── Stored data

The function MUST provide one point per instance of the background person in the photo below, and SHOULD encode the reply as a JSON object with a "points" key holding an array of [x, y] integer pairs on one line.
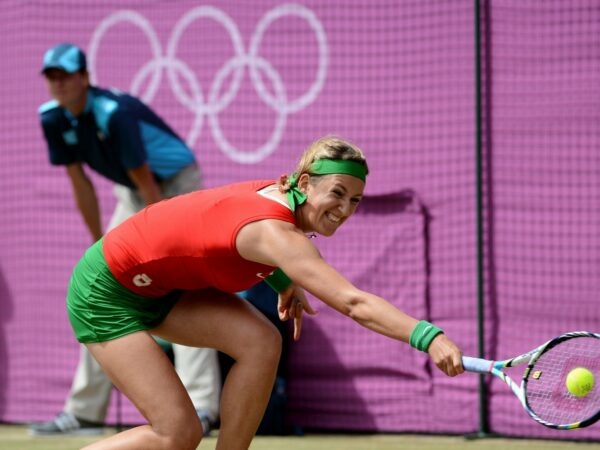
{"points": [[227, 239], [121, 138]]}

────
── Stored data

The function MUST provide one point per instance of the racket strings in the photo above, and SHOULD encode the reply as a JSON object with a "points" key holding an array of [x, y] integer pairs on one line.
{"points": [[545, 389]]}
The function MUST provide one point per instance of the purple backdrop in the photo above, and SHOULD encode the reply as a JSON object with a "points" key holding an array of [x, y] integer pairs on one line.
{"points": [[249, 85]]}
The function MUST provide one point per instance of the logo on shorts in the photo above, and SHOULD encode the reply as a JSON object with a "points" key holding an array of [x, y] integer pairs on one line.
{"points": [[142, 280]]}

────

What needs to be done: Please locate every line in the records above that contains the word "racket" and copy each of those lines in full. Case counts, so only lines with that exact capitalization match.

Solved problem:
The function MUST provide one point per instance of the racket strings in the photo above, and SHOULD encode the reply as a JSON object with a "points" key holding an array of [x, y] integer pairs on one line.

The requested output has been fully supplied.